■ WHAT NEEDS TO BE DONE ■
Carry on the personal essay about losing a mother and handling her ashes, starting right after its final sentence, "Boy, was I wrong."

When I was ten, I went to my first funeral. It was my grandfather's. He died peacefully in his sleep, in his own warm bed, in his home. I remember his body, he was stiff to the touch; the warm flesh that was once there was cold. I remember he looked very handsome, he honestly looked like he was sleeping. That's a beautiful way to go, peacefully, asleep; little to no pain. I remember thinking, "Well if everyone goes like that, then that must be okay!" I was very naïve then.
You all know some of my story, my mother died tragically when I was seventeen, she had a massive heart attack on top of a blood clot that wasn't caught in time. She didn't die at home. She died in the hospital. I refused to go to the hospital. Why you may ask? The thought of seeing my mother's dead body made me sick to my stomach, I didn't want to remember her that way. At that time, I didn't think she died peacefully, she wasn't in her warm bed, she wasn't home, she was at that goddamn hospital. I hate hospitals. I've always despised them. They always smelt like death and despair.
There's different things you can do with a loved ones remains, you can bury them, spend thousands of dollars to make them become a tree (which I think is a very beautiful idea), or you can cremate them. My mother chose to be cremated, which I personally liked better because that meant I didn't have to see her body in a casket. I know now that not seeing her body was the biggest reason why I didn't have closure. I had no proof that she was actually gone except a death certificate and an emerald marble urn that held her ashes. Also a butterfly necklace that held them as well, but I didn't see them get put in there. So again, I had no proof. I spent years feeling that hole grow bigger and bigger in my chest with nothing to fill it. My mother was dead and all I felt was pain.
I ended up going slightly crazy years later; was in an outpatient program for over a month. I was able to come to terms with her death and get a firm hold on my anxiety and depression. I was more motivated than ever, I was stronger than I ever was. For my father's birthday, I bought him a beautiful Celtic cross necklace that had a place to put someone's ashes in it. He didn't have my mother's ashes so I thought it would be an awesome gift for him. That meant that I had to physically open my mother's urn and place her ashes in his necklace. I kept telling myself that it was going to be okay, that it was going to be easy. I can do this, I can do this. It's alright. It will be okay.
Boy, was I wrong.

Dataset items
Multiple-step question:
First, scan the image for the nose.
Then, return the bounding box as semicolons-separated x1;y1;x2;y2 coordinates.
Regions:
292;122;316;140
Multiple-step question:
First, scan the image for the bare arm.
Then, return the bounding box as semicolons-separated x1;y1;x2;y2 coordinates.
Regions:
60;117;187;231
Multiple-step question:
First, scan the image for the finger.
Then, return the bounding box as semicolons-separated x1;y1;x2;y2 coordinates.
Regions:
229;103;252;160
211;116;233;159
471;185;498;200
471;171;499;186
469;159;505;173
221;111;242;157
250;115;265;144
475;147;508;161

■ ANSWER SPACE ■
I will take you on a step by step run through on the day that I opened my mother's urn. Urn's aren't weightless, they're pretty damn heavy, and you have to carefully place it upside down to unscrew the bottom. My hands were trembling as I practically pried the thing open. Once it was loose enough, I used my hand to unscrew it. I was breathing heavily (I'm actually having slight anxiety right now as I'm writing this) and I take the bottom part off. I remember sitting there, staring at the hole. I glance inside, my heart literally sank, tears form in my eyes, and I start whimpering. I put my entire hand in the urn and I cried. This was the first time in almost ten years that I have touched or seen what was left of my mother. I gripped a handful of those ashes, I moved them around in my hand. It had the same consistencey as sand but there were other things that I felt that definitely didn't pass as that. My head was rested on her urn as I silently sobbed and kept moving her ashes around. I kept saying, "Oh Mama...Mommy..." I was a child again. I was touching my dead mother's remains, and I was in a child like state of mind. It almost felt like tunnel vision, it was just me, in that room, with her. I don't even know how long I sat like that, I didn't want to remove my hand. I thought maybe if I kept my hand there long enough she would maybe appear; that was a very impossibe fantasy. When I finaly took my hand out, my fingers were dusted with a slight grayish tint. I remember glancing at the sink and start sobbing again. I don't want to wash my mother down the drain! You can laugh, because I am. It sounds very Norman Bates-ish, doesn't it? I didn't wash her down the drain, I ended up wiping the ashes on my shirt. So, there I am, using my clothes as a napkin to wipe my mother's remains on me.
Now, it was time to put the ashes in my father's necklace. In the packaging, they give you a little plastic funnel. But they don't give you anything to scoop it in there. So what do I use? A spoon. A fucking spoon. Hey, at least it wasn't a fork. Now I'm crying again, because I am spooning my mother like I'm having a bowl of cereal! Again, I have to laugh because you can't be so serious in life all the time, my mother would want me to put some humor into this.
After spooning my mother, I discarded the spoon because there's was no way in hell I was going to have anyone put their mouth on the thing that scooped my mother up. I can't make this up, this is real life, all real, all raw. I ended up putting some of her ashes in a little baggy to take home with me, at this point I'm done crying and now I could probably pass as someone on the brink of being legally insane.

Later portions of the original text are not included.